Wherever a line in the material contains the word "target", copy that line.

------------------------

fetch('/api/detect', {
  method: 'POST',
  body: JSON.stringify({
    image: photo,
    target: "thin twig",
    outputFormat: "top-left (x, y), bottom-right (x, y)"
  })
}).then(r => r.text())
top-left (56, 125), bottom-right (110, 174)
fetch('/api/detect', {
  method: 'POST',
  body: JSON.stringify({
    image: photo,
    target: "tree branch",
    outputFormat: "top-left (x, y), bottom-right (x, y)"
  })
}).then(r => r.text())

------------------------

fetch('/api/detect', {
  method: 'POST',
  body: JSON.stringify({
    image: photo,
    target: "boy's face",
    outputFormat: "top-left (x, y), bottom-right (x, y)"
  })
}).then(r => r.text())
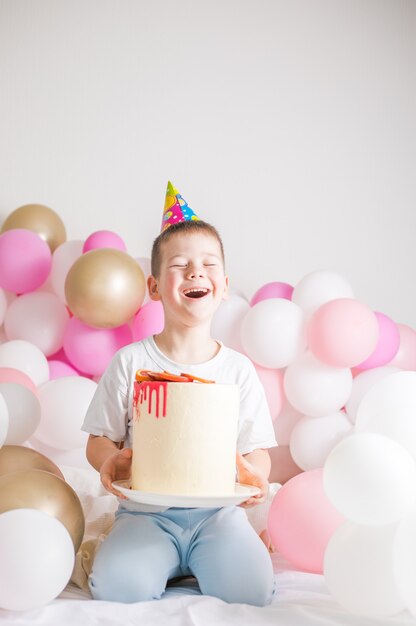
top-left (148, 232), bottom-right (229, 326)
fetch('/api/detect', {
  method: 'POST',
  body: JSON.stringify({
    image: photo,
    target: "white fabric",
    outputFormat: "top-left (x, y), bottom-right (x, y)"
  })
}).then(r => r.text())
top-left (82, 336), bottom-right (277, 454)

------------------------

§ **Response below**
    target: "thin twig",
    target: "tree branch",
    target: "boy's face",
    target: "white fabric",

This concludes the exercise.